Saved entries
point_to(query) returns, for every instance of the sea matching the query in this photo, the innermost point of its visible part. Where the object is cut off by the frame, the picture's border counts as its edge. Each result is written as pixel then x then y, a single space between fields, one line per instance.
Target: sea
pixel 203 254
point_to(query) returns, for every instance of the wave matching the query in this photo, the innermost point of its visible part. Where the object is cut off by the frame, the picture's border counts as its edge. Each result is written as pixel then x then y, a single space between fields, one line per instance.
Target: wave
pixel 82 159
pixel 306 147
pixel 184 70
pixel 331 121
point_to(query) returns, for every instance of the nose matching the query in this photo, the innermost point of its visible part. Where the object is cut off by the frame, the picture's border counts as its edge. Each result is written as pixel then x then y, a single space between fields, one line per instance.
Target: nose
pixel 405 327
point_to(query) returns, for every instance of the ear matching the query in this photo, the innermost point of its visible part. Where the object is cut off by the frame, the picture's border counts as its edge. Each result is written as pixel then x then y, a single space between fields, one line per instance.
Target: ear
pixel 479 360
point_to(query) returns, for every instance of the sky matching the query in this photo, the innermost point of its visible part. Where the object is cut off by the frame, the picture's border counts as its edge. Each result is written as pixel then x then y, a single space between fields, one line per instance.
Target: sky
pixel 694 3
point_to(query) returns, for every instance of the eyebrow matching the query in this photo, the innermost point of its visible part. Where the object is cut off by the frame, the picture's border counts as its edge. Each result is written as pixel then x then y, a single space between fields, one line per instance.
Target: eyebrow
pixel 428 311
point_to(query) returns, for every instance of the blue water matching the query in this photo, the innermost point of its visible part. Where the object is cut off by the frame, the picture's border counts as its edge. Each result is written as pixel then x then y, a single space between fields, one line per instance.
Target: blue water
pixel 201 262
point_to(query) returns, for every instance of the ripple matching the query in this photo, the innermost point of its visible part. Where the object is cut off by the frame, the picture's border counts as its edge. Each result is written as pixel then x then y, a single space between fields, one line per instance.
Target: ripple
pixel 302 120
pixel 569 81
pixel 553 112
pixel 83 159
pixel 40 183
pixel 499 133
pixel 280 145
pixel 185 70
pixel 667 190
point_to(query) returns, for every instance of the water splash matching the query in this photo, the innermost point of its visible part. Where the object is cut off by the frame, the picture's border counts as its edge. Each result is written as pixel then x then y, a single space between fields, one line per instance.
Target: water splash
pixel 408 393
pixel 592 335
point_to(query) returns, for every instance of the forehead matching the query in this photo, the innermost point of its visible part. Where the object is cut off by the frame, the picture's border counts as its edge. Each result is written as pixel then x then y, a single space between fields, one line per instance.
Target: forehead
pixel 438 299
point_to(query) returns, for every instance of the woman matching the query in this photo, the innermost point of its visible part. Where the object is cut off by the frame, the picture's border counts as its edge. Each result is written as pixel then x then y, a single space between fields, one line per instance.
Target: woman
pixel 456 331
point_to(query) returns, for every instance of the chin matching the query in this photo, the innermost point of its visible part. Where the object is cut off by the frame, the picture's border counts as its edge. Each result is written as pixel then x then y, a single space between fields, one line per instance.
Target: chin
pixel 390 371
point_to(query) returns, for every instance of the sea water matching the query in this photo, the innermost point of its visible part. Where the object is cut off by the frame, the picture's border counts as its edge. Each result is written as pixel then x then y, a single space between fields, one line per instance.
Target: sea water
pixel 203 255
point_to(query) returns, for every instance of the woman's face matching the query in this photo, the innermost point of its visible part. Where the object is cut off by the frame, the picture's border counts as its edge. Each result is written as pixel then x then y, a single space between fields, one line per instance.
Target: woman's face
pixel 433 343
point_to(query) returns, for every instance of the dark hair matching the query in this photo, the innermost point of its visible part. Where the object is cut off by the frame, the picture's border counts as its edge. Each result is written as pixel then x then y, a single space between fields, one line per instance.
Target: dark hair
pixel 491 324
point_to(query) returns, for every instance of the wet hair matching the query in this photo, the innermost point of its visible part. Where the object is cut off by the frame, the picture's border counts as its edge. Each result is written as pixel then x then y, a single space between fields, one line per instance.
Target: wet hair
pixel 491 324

---

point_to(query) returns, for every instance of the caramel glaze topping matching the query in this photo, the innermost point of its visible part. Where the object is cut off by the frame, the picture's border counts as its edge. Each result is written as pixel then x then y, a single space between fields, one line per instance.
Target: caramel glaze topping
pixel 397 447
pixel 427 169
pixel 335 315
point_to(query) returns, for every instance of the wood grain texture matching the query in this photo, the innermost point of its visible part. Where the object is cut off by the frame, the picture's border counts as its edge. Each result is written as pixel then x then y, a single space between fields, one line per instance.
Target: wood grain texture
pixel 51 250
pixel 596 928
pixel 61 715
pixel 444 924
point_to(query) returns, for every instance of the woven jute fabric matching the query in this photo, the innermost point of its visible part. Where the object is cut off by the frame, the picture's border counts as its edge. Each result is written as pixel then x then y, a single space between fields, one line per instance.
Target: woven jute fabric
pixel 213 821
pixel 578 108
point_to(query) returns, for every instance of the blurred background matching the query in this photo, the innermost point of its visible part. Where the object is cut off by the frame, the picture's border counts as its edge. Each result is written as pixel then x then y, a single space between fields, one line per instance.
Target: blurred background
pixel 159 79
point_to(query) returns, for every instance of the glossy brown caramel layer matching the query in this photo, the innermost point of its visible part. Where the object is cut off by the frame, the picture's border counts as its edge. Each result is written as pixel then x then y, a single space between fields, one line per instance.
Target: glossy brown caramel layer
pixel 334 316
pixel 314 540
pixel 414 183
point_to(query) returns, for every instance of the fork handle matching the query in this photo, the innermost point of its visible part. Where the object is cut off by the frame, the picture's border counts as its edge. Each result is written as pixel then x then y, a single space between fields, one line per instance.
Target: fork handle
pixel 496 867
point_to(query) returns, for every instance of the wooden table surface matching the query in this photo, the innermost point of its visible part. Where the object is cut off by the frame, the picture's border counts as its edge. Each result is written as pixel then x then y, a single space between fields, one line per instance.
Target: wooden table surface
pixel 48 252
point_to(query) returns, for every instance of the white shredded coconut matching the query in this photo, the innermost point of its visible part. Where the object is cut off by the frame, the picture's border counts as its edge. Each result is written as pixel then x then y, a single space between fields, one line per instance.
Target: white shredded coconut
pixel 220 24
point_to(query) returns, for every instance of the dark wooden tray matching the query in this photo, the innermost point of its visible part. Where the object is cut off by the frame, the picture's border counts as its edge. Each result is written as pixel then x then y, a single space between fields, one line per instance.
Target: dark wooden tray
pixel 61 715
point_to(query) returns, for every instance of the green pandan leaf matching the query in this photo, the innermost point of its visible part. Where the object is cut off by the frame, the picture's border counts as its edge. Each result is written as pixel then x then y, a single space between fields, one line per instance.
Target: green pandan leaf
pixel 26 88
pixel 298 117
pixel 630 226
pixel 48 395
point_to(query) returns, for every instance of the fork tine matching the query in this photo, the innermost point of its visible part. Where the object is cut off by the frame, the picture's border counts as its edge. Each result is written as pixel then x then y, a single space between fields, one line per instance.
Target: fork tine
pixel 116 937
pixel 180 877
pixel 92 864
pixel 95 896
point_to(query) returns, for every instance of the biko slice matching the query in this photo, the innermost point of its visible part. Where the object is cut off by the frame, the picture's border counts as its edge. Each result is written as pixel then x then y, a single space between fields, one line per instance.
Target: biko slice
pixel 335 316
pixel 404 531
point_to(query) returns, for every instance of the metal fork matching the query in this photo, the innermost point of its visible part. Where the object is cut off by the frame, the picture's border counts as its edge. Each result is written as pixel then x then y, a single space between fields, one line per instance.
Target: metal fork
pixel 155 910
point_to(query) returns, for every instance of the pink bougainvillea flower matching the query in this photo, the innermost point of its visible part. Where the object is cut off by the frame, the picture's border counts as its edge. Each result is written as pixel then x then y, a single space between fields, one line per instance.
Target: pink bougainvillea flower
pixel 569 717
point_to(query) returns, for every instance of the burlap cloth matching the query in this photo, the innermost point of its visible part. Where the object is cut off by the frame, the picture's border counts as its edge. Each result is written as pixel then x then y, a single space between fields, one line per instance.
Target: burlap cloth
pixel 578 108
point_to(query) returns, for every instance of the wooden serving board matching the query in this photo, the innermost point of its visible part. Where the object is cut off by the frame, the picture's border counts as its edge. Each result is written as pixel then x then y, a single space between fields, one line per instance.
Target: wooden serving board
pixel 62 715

◆ TASK PROMPT ◆
Give back precisely the lines above that start at the line containing "point_to(query) returns, for every instance of the blue" and end at the line containing "point_to(query) returns, for every instance of the water", inclusive. No other lines belong in the output.

◆ RESULT FOR THIS TASK ◆
point_to(query) returns, for every instance of the blue water matching the query in this photo, the innermost point of its visible part. Where the object is cut off by the frame, the picture's border counts as its edge. Each result is written as pixel then x then y, a single space between fields, one line per instance.
Target: blue water
pixel 201 262
point_to(query) returns, for every instance of the ripple matching the query in this photo, the innermost point of its visible part. Where the object is cut off by the frame, the picture's border counts as its edge. Each result is written as pixel then x then y, a single space between fields, one line per instance.
Target: ripple
pixel 302 120
pixel 569 81
pixel 553 112
pixel 83 159
pixel 40 183
pixel 499 133
pixel 280 145
pixel 185 70
pixel 667 190
point_to(query) returns, for every instance of the water splash matching the query in this photo, the innermost point of its visible part. Where the object is cut off by the frame, the picture's border counts as its edge. Each result is written as pixel then x then y, a single space between fields, one line per instance.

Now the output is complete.